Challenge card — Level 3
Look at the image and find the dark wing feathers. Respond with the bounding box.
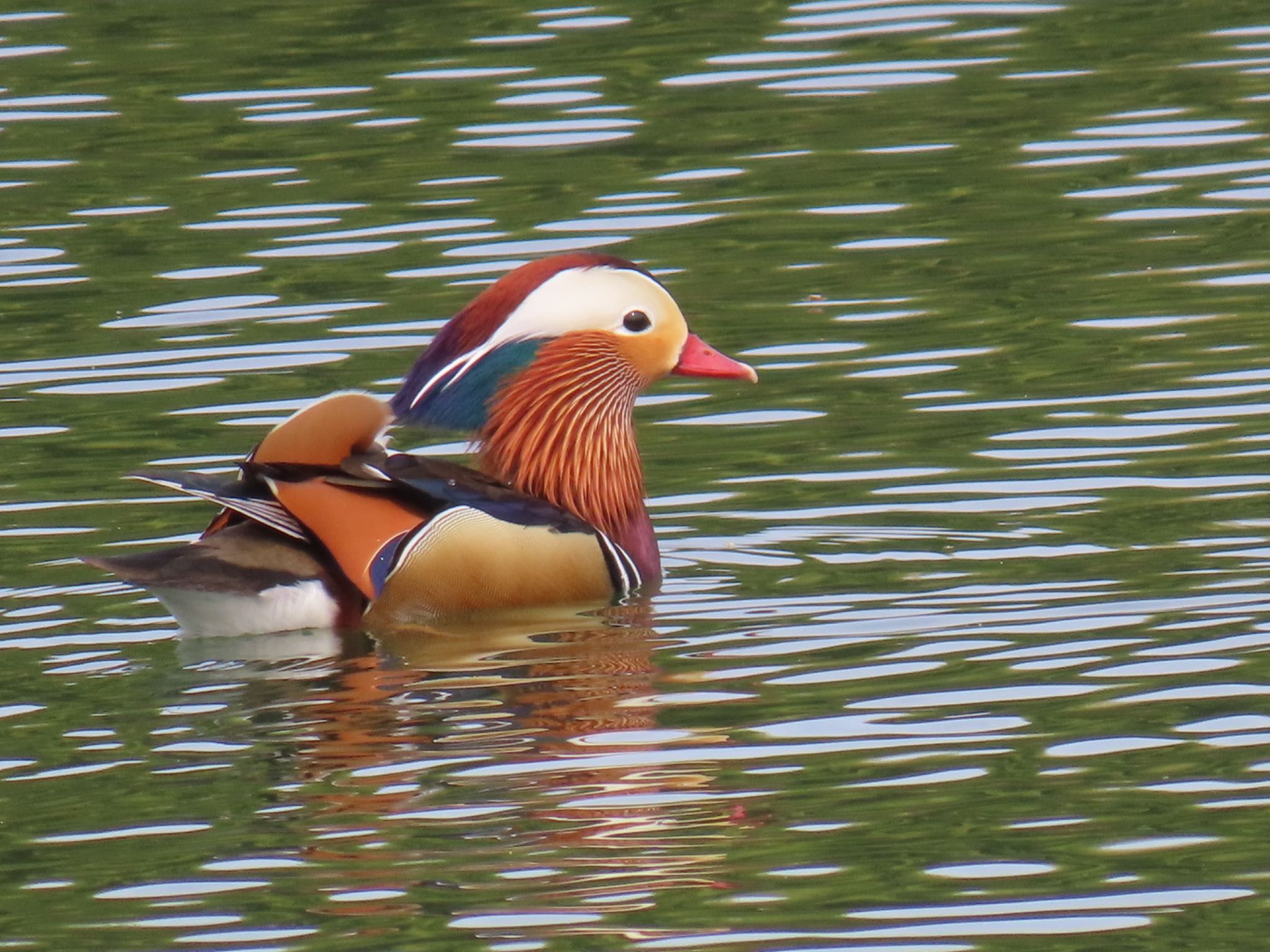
[128,470,309,540]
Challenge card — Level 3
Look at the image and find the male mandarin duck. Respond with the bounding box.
[86,253,757,633]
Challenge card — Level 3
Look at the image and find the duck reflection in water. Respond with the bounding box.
[182,606,744,934]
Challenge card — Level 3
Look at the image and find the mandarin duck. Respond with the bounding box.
[85,253,757,635]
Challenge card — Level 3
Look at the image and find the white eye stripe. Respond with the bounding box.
[411,265,677,410]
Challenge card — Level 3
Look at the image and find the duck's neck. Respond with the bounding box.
[479,334,662,583]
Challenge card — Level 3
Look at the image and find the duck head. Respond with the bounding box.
[391,253,757,579]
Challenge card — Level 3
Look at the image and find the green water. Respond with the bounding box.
[7,0,1270,952]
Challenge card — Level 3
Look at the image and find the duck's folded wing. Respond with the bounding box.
[261,453,639,614]
[343,453,594,533]
[128,470,309,540]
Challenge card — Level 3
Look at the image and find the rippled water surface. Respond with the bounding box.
[7,0,1270,952]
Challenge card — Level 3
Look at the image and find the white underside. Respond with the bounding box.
[151,581,339,636]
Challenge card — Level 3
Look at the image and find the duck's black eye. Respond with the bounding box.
[623,311,653,334]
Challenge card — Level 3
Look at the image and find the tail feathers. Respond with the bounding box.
[84,523,366,635]
[130,472,308,540]
[249,390,393,466]
[81,523,334,594]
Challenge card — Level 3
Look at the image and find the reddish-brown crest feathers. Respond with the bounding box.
[480,332,647,556]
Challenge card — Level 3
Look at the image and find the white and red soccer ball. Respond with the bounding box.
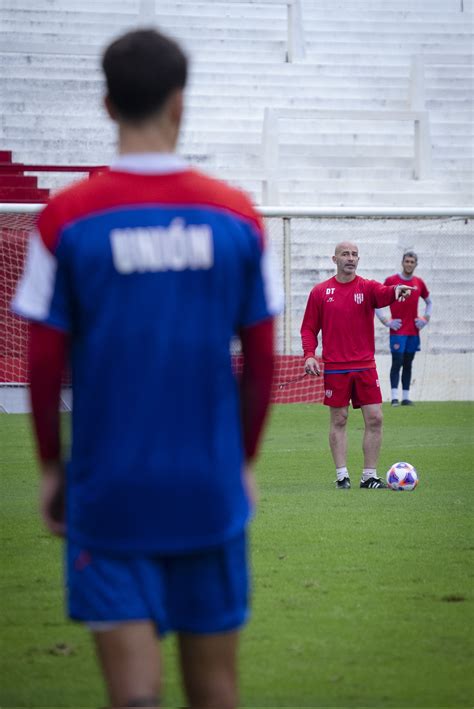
[387,463,418,490]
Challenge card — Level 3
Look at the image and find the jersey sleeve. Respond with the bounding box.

## Task details
Pull out every line of the data above that contains the string "mandarin", and copy each one in full.

## Result of the task
Look at the image and find the male mandarin duck. Respond with the bounding box.
Look at the image and find the mandarin duck. Respond with the bounding box.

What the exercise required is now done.